◆ Esercizio assegnato a
Rispondi alle domande seguenti in base al brano sulla biga di Monteleone.
(i) Di quali materiali è fatta la biga?
(ii) In quale giorno i Vannozzi trovarono la tomba del comandante etrusco?
(iii) In che anno la biga arrivò a New York?

Una storia veramente misteriosa: L'anello di Grace scomparso e la Biga di Monteleone

 


Un carro etrusco unico al mondo che 120 anni fa dall'Umbria e' finito a New York a far bella mostra di se' al Metropolitan Museum

Un intrigo ordito da generali, conti e cavalieri tra distrazioni, incapacità e connivenze nell'Italia del primo Novecento. 

Ma anche la testimonianza inedita di una donna con un anello dai magici poteri, che aggiunge mistero a mistero

A Roma al museo di Villa Giulia è tornata alla ribalta la vicenda contrastata della biga di Monteleone di Spoleto.

, protagonista di un docu firmato da Dario Prosperini - in anteprima questa sera all'Etru - che per la prima volta ne ricostruisce passo passo le tappe con la voce dei protagonisti di allora e diversi documenti inediti. Mentre apre nuovi interrogativi sulla disattenzione collettiva che ha regnato a lungo nel nostro Paese nei confronti del patrimonio dell'arte. 

Oggetto di una battaglia che dura da vent'anni con i 600 abitanti del borgo umbro che ne richiedono a gran voce il ritorno in patria, la biga, che gli americani hanno ribattezzato il Carro d'oro, e' un capolavoro del VI secolo a.C. fatto di legno di noce e lamine di bronzo scolpite, opera della sapienza etrusca ma ispirato dall'arte greca, alla quale si riallaccia narrando le gesta di Achille. 

Fabbricato a Vulci, la biga era passata di mano, offerta a un militare che alla fine se la porto' nella tomba insieme a tutto il suo tesoro di oggetti di bronzo e terracotta. 

A ritrovarlo, 2600 anni dopo, furono due contadini, Isidoro e Giuseppe Vannozzi, che l'8 febbraio del 1902 scavando davanti al loro casolare si trovarono sotto gli occhi la tomba del comandante etrusco. Ceduta dai Vannozzi per 900 lire (oggi sarebbero poco piu' di 4mila 100 euro) e oggetto all'epoca di uno scandalo che occupo' a diverse riprese le pagine dei giornali, la biga passo' comunque velocemente di mano per poi arrivare nel 1903 a New York.

◆ Dati in ingresso
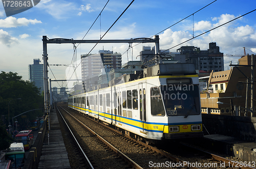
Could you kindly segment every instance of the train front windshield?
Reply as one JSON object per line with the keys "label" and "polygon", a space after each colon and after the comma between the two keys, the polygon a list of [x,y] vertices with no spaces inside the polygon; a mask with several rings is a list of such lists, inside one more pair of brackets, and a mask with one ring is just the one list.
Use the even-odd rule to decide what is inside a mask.
{"label": "train front windshield", "polygon": [[25,153],[18,154],[18,152],[13,152],[13,154],[6,155],[5,159],[11,160],[12,168],[23,167],[26,159]]}
{"label": "train front windshield", "polygon": [[170,84],[160,87],[168,116],[198,115],[201,113],[198,85]]}
{"label": "train front windshield", "polygon": [[18,143],[22,143],[23,145],[27,145],[29,143],[29,137],[27,136],[16,136],[16,140]]}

◆ Esercizio assegnato b
Raccogli dalla lista tutte le righe che contengono la parola "Could", tenendo conto di maiuscole e minuscole.

◆ Risposta scritta a
(i) Legno di noce e lamine di bronzo scolpite.
(ii) L'8 febbraio 1902.
(iii) Nel 1903.

◆ Risposta scritta b
Could you kindly segment every instance of the train front windshield?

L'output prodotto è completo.